→ Assignment: A verbatim copy of every record is required, and no pictures should be included.

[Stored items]
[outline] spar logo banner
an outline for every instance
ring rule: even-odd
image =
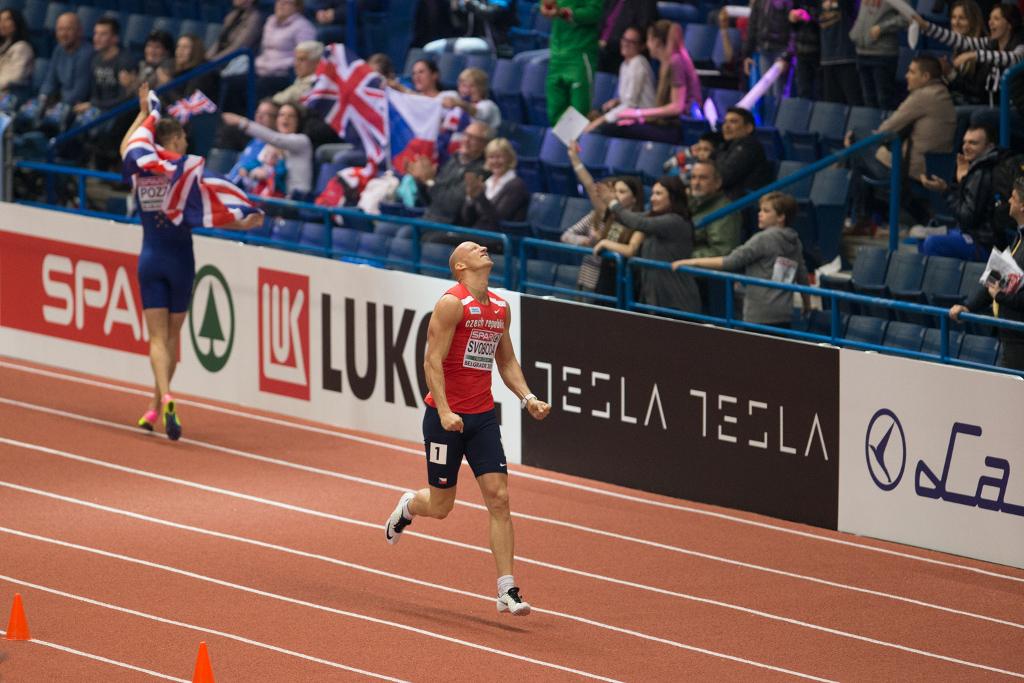
[[[839,528],[1024,567],[1024,382],[841,353]]]
[[[260,391],[309,400],[309,277],[260,268]]]
[[[522,297],[523,463],[836,527],[835,349]]]
[[[196,360],[209,372],[219,372],[231,357],[236,326],[231,287],[216,266],[196,273],[188,328]]]
[[[0,231],[0,327],[149,355],[138,257]]]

→ Exercise solution:
[outline] spar logo banner
an outline for every instance
ring rule: even-odd
image =
[[[839,528],[1024,567],[1024,382],[841,353]]]
[[[260,391],[309,400],[309,277],[260,268]]]
[[[522,297],[523,463],[836,527],[835,349]]]
[[[196,360],[209,372],[219,372],[231,357],[236,326],[231,287],[216,266],[196,273],[188,328]]]
[[[0,231],[0,327],[149,355],[138,257]]]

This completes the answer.